● Task instructions: Rescale the entries from the line with "Question. The picture above shows the chrome" up to and including the final line of the entries. Write those lines out again, requests included, with every point coordinate in the answers multiplied by 1.65 and rounded to a whole number (halves round up), and return only those lines.

** begin Records provided **

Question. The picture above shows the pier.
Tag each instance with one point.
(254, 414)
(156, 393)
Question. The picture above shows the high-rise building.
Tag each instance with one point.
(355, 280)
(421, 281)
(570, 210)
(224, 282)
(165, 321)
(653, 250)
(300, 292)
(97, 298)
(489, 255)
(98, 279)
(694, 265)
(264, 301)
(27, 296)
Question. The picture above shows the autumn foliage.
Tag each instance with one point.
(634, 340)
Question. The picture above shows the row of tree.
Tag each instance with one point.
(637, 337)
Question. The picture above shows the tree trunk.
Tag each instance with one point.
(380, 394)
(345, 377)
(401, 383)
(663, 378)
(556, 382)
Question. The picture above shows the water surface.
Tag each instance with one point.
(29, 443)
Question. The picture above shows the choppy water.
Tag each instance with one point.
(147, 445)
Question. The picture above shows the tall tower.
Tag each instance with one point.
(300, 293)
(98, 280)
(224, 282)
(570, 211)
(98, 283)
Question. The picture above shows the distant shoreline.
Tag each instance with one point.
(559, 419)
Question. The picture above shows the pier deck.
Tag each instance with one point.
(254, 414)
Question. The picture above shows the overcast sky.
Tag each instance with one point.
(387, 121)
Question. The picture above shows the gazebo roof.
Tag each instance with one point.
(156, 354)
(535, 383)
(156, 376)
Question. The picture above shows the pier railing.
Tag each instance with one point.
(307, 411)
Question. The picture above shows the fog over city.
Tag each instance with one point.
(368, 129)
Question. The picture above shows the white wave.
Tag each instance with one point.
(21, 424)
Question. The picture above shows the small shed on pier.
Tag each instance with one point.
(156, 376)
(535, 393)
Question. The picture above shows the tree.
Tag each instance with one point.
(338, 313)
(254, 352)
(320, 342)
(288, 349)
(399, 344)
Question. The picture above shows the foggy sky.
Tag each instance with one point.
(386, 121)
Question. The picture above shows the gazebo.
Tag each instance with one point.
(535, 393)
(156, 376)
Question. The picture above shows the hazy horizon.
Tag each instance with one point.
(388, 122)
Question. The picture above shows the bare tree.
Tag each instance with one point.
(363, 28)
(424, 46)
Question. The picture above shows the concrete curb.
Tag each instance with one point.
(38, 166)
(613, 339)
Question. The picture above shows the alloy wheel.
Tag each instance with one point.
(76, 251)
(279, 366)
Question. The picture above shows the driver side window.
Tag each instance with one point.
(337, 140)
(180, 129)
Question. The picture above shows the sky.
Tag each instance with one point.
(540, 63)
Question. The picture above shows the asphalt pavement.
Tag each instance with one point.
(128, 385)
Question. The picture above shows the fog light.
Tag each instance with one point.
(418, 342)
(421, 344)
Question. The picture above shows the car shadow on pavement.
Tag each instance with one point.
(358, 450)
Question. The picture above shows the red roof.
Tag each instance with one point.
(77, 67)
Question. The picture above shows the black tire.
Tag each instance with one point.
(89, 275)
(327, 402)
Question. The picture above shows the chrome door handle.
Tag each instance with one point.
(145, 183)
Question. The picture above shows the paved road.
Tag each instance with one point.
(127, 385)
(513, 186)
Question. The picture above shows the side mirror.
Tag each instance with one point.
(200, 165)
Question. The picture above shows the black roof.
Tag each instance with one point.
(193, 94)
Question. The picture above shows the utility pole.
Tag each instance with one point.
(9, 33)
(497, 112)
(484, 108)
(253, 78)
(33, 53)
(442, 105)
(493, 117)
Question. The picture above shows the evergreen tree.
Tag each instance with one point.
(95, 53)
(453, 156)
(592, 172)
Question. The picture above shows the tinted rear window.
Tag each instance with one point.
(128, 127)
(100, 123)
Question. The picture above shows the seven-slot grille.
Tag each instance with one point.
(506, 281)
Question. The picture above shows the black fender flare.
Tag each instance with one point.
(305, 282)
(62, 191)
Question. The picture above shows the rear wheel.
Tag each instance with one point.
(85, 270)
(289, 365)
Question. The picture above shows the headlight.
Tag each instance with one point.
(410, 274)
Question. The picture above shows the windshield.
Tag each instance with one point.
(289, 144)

** end Records provided **

● Task solution:
Question. The picture above shows the chrome door handle.
Tag each instance with one point.
(239, 302)
Question. The picture above shows the paved road.
Tag each instance with one point.
(210, 635)
(846, 307)
Question. The picture above shows the side mirror.
Tag each instance with one point.
(330, 272)
Question. The picture above shows the black roof.
Tag each instance with one point.
(318, 155)
Question. The picture above shows the utility pole.
Tag each instance with one point.
(15, 54)
(820, 185)
(799, 178)
(417, 129)
(54, 87)
(729, 173)
(813, 193)
Question. The picture above shows the evergreen tree.
Tag each instance with one point.
(157, 87)
(747, 257)
(977, 284)
Question. The picture above shows the tinted rear window.
Tag each instance with one point.
(211, 210)
(165, 203)
Question. The picture above shows the seven-slot grille.
Tag each instance with one point.
(835, 464)
Question. The picture above shows the black fender flare.
Tag each instance with one point.
(503, 465)
(102, 315)
Question. The picture above shows the rear wheel.
Tag each instance with one point.
(140, 446)
(477, 602)
Question. The picture above shows the headlight.
Tag each instance with one point.
(677, 452)
Question. The picture above shows the windshield.
Tag each instance with one point.
(477, 238)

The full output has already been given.